(Stored items)
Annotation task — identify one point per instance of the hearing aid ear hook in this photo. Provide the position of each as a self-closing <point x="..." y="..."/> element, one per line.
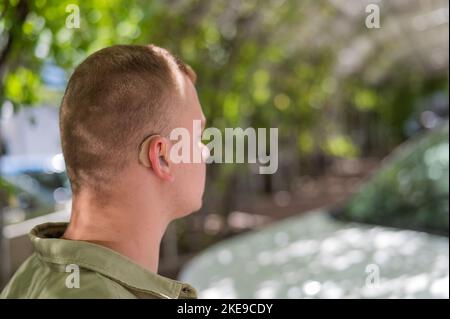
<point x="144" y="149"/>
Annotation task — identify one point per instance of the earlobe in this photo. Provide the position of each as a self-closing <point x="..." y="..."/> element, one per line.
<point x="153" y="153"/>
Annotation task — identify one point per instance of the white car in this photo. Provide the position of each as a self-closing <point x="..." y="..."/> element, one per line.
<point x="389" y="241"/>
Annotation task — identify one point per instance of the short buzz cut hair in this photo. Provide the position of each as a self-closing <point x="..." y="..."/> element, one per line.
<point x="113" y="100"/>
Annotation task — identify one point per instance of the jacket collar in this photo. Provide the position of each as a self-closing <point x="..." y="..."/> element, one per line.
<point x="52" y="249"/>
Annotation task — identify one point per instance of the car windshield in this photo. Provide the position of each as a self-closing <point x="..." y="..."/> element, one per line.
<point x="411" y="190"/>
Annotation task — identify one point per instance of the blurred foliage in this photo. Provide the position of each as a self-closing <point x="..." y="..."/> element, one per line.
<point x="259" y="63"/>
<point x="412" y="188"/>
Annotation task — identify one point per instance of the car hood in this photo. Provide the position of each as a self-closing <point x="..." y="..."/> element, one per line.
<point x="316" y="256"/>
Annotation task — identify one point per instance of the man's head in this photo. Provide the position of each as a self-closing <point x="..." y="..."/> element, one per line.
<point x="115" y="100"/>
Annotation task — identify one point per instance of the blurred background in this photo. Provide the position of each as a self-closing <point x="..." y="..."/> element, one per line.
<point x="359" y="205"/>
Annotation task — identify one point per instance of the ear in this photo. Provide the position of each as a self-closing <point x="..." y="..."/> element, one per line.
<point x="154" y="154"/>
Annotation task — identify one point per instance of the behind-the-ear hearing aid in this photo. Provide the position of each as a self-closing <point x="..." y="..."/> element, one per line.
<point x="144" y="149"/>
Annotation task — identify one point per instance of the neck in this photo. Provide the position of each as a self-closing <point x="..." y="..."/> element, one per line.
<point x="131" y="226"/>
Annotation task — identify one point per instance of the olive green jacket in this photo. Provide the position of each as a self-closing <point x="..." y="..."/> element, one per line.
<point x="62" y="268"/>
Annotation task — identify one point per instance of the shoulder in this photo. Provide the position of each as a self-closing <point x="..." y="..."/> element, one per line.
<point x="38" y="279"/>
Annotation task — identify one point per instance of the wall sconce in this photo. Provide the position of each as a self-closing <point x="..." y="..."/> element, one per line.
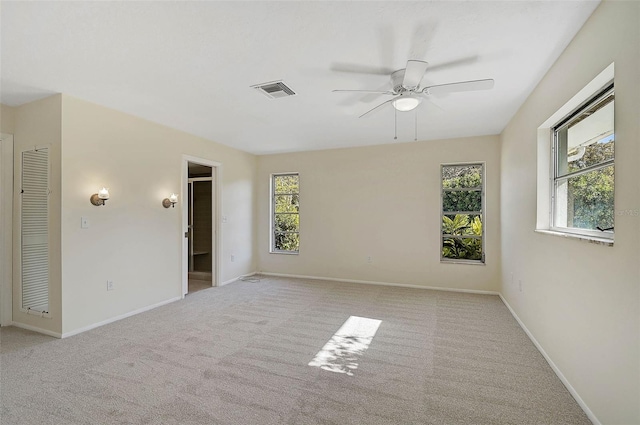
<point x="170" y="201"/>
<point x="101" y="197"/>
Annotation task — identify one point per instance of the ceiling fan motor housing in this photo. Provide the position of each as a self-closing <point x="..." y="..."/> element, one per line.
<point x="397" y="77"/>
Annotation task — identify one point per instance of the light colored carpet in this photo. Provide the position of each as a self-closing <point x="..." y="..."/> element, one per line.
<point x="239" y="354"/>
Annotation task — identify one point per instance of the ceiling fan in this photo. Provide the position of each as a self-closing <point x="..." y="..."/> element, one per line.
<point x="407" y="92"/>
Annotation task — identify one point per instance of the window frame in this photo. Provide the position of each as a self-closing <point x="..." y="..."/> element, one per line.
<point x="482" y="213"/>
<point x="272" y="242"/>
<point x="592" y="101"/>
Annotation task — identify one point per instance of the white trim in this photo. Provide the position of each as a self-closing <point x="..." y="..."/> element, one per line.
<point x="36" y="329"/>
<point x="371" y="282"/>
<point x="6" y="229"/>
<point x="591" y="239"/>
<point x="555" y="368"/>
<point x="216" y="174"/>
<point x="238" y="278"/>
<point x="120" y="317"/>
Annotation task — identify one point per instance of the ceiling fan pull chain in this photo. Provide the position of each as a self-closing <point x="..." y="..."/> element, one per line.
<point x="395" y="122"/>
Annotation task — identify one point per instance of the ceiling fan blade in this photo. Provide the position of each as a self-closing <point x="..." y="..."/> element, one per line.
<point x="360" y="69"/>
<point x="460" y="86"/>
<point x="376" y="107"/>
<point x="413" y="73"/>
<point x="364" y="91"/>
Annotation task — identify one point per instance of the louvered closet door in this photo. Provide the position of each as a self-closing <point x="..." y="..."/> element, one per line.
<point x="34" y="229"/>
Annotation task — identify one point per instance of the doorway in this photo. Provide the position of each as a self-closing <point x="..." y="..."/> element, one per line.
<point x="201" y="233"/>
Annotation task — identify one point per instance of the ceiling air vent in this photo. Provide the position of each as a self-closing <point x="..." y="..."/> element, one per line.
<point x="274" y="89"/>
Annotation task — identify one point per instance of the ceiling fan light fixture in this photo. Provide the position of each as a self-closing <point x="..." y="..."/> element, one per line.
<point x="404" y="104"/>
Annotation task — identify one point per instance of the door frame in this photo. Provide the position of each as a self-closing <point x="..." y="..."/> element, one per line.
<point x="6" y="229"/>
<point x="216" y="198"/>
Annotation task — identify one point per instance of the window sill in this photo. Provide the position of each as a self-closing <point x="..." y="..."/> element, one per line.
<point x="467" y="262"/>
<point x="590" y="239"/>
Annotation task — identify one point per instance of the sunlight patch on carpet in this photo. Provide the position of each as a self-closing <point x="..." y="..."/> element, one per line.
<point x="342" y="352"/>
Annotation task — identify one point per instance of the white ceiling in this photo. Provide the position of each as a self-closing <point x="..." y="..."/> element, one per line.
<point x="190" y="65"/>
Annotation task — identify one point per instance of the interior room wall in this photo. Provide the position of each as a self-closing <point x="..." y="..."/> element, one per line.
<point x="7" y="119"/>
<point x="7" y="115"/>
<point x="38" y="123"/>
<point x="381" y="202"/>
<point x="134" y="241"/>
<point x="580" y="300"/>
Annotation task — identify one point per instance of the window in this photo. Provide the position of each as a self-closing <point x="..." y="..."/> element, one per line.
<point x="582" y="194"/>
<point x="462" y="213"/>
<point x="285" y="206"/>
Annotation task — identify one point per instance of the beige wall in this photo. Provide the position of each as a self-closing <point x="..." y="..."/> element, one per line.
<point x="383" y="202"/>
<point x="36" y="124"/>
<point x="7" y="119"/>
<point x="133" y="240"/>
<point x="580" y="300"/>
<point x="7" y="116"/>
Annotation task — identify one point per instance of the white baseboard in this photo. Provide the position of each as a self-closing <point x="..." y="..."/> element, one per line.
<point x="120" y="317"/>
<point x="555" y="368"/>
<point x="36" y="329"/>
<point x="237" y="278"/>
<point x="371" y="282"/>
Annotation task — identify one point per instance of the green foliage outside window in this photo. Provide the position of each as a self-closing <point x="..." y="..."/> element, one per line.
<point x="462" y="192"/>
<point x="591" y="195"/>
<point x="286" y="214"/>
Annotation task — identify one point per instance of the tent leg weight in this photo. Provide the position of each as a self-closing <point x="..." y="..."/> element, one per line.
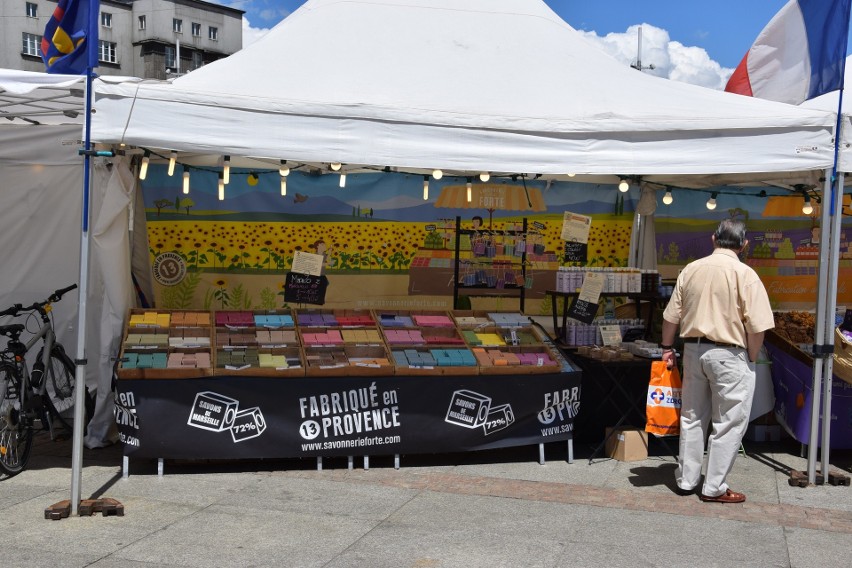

#### REQUEST:
Reproduce all the lines above, switching "Annotation task" to "Labeling job" throughout and changing nothing else. Leave the pictures out of your answer.

#### FINAL RESULT:
Labeling job — identify one point per instance of the hearing aid ear hook in this photo. Provide the position of each as a self-closing <point x="..." y="..."/> element, one per line.
<point x="144" y="149"/>
Labeling job — identify one point per instance of the earlobe in this photo. Provide the position of each as a self-closing <point x="..." y="..."/> element, one per line.
<point x="153" y="153"/>
Labeling job — identify one point per instance of the white car in this photo. Provide the position of each as a self-closing <point x="..." y="..."/> element, one per line.
<point x="389" y="241"/>
Labeling job — identify one point per instance of the short buzz cut hair in this photo. Provide the position of each as a self-closing <point x="..." y="..."/> element, one per line.
<point x="113" y="100"/>
Labeling job — identify one point per instance of the jacket collar in this photo. Provide the position of each as a self-closing <point x="..." y="..."/> element, one per line.
<point x="52" y="249"/>
Labeling job — identify one point per instance of the car windshield in this photo. Provide the position of each as a self-closing <point x="..." y="..."/> element, one per line.
<point x="411" y="190"/>
Labeling job — identify one point per instance of the blurred foliage in this photo. Provide the position of each as a self-closing <point x="..." y="..."/> element, one per line.
<point x="259" y="63"/>
<point x="412" y="188"/>
Labeling job — identify one point per instance of the car hood in this photo. Provide the position of each as a self-closing <point x="..." y="..."/> element, one per line.
<point x="316" y="256"/>
Labeling job — identify one point per instance of the man's head in this photo. Provide the position of each as a self-closing <point x="..." y="..."/> element, one per line.
<point x="115" y="100"/>
Labeling job — identify one point per instance of the blurred background in this photo. Provide the position of each as a self-closing <point x="..." y="..."/> element, one per line.
<point x="359" y="205"/>
Labeling job — identify one point per instance of the ear in this photo. Provide the position of each as a self-closing <point x="..." y="..."/> element, one per line.
<point x="154" y="154"/>
Labeling job — identify one point per instance of the behind-the-ear hearing aid in this photo. Provide the position of each as a self-closing <point x="..." y="..."/> element, one per line.
<point x="144" y="149"/>
Labeling job — identify one point per instance of the neck in this photo. Provide the position of each as a self-closing <point x="..." y="..."/> element, one per line.
<point x="131" y="226"/>
Labeling job — identify one point per instance of the olive green jacket in this photo. Provide the position of each as a self-closing <point x="..." y="..."/> element, one per line.
<point x="62" y="268"/>
Labeling job — identify one point per instance of the shoulder in this photo. Provide the position of each as a self-closing <point x="..." y="..."/> element, one per line.
<point x="38" y="279"/>
Labeling job — identify one point per instance of the wall sconce in this photo. Provide the position of each as a self-closing <point x="..." y="..."/> element, one per line.
<point x="170" y="201"/>
<point x="101" y="197"/>
Labeling job — identify one point per instance of the ceiling fan motor housing in this photo. Provide the position of each as a self-closing <point x="..." y="..."/> element, one per line.
<point x="397" y="77"/>
Labeling job — identify one point per instance of the light colored carpet in this photo. Provide the position of each as a self-closing <point x="..." y="..."/> element, one per line.
<point x="239" y="354"/>
Labeling job — identify one point per instance of the ceiling fan in this photo. Provide the position of each as a self-closing <point x="..." y="..."/> element, one per line.
<point x="407" y="92"/>
Labeling job — identify one point per instance of the window frame in this photo. Provide the position of each as a self-closing <point x="..." y="..."/> element, one per line.
<point x="482" y="213"/>
<point x="272" y="242"/>
<point x="592" y="101"/>
Labeling job — identify one point per instance of the white trim in this photo. Provide the position of each as a self-closing <point x="..." y="..."/> element, one per line.
<point x="36" y="329"/>
<point x="371" y="282"/>
<point x="6" y="229"/>
<point x="591" y="239"/>
<point x="555" y="368"/>
<point x="216" y="174"/>
<point x="238" y="278"/>
<point x="120" y="317"/>
Labeling job — identify one point per instance of the ceiling fan pull chain in this photo. Provide the position of each as a self-closing <point x="..." y="..."/> element, one per line.
<point x="395" y="122"/>
Labeling job — identify one point per instance of the ceiling fan blade in this photo. Provide the position of each as a self-closing <point x="..." y="..."/> element, one per line.
<point x="360" y="69"/>
<point x="460" y="86"/>
<point x="376" y="107"/>
<point x="413" y="73"/>
<point x="364" y="91"/>
Labeling job — identify one point per instance of the louvered closet door in this photo. Provide the position of each as a self-closing <point x="..." y="..."/> element, one per line.
<point x="34" y="229"/>
Labeling job — identify one point per instance of the doorway in this photo. Provide the position of each as a self-closing <point x="..." y="..."/> element, one per line.
<point x="201" y="233"/>
Labeling job — identify one point per instance of the ceiling air vent in this photo. Provide the position of each as a self-closing <point x="..." y="..."/> element, one per line.
<point x="274" y="89"/>
Labeling job — identify one point per instance of the ceiling fan light fixture in this photo. Provide the position of each as a self-closing <point x="..." y="..."/> element, one per line.
<point x="404" y="104"/>
Labeling job — identify one point per instance of the door frame in this photo. Provide the position of each as a self-closing <point x="..." y="..."/> element, one per line.
<point x="6" y="229"/>
<point x="216" y="198"/>
Labeling job — identify one point per instance of the window sill in this photo. Provide the position of each as a self-closing <point x="..." y="..."/> element, one per line.
<point x="467" y="262"/>
<point x="590" y="239"/>
Labeling job — identify one point per instance of the sunlight patch on carpet in this photo. Provide the position of each as a self-closing <point x="..." y="..."/> element, one per line.
<point x="342" y="352"/>
Labeling job — identify one point per instance of the white ceiling in this photo. Provide the position of each as a self-closing <point x="..." y="..."/> element, one per line.
<point x="190" y="65"/>
Labeling job — identify one point per instance of the interior room wall in this photo. Provide the position of each as a self-closing <point x="..." y="..."/> element, one per line.
<point x="7" y="119"/>
<point x="7" y="115"/>
<point x="38" y="123"/>
<point x="381" y="202"/>
<point x="134" y="241"/>
<point x="580" y="300"/>
Labeling job — identify one point per instance of the window in this photo. Provide the position of each as a self-closing <point x="..." y="..."/> element, one per line.
<point x="582" y="194"/>
<point x="462" y="213"/>
<point x="285" y="206"/>
Labeling job — identify one point per instance of the beige wall in this photo. Provide the position of each as a self-closing <point x="..." y="..."/> element, one per line.
<point x="383" y="202"/>
<point x="36" y="124"/>
<point x="7" y="119"/>
<point x="133" y="240"/>
<point x="580" y="300"/>
<point x="7" y="116"/>
Labeling job — identify one point per instance of the white baseboard in this photo. Provide the position of each as a self-closing <point x="..." y="..."/> element, one per line.
<point x="120" y="317"/>
<point x="555" y="368"/>
<point x="36" y="329"/>
<point x="237" y="278"/>
<point x="371" y="282"/>
Labeling job — identify one point per instance of the green foliage outside window in this photo. Provide the position of each as a self-closing <point x="..." y="..."/> element, one per line.
<point x="462" y="192"/>
<point x="591" y="195"/>
<point x="286" y="214"/>
Labeling job — identify one point per instance of the tent leg weight in this photo. Provide the position of each as a self-closing <point x="..." y="..."/> element, one per line.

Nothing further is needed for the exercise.